Exercise prompt —
Reproduce the passage of the forum thread below, from "## Brookswood (Apr" to "double digit rates.".

Supplied text —

^^^^^^^^^^^^^^^^

Is this what you mean?

_"Socialism for the rich and capitalism for the poor_​
_ *Socialism for the rich and capitalism for the poor* is a classical political-economic argument  asserting that, in advanced capitalist societies, state policies assure that more resources flow to the rich than to the poor, for example in the form of transfer payments.[1]
The term corporate welfare is widely used to describe the bestowal of favorable treatment to big business (particular corporations) by the government. One of the most commonly raised forms of criticism are statements that the capitalist political economy toward large corporations allows them to "privatize profits and socialize losses."[2] The argument has been raised and cited on many occasions.
Variations of the concept, include privatize profits/gains and socialize risks/losses/debts; and markets, free enterprise, private enterprise and capitalism for the poor while state protection and socialism for the rich._
_Contents_​
_1 History and usage_
_2 See also_
_3 References_
_3.1 Sources"_

https://en.wikipedia.org/wiki/Socialism_for_the_rich_and_capitalism_for_the_poor


----------



## Brookswood (Apr 13, 2022)

Back in the late 70s and early 80s we had high, often double digit interest rates, but that also included high savings rates.   I remember buying a 10 year T-Bill at double digit rates.

^^^^^^^^^^^^^^^^

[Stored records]

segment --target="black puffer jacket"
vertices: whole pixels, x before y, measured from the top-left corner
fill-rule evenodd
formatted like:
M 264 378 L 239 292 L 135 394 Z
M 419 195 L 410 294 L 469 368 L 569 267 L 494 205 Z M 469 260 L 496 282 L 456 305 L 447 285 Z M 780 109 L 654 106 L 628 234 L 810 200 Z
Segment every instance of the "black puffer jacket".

^^^^^^^^^^^^^^^^

Result of this task —
## Brookswood (Apr 13, 2022)

Back in the late 70s and early 80s we had high, often double digit interest rates, but that also included high savings rates.   I remember buying a 10 year T-Bill at double digit rates.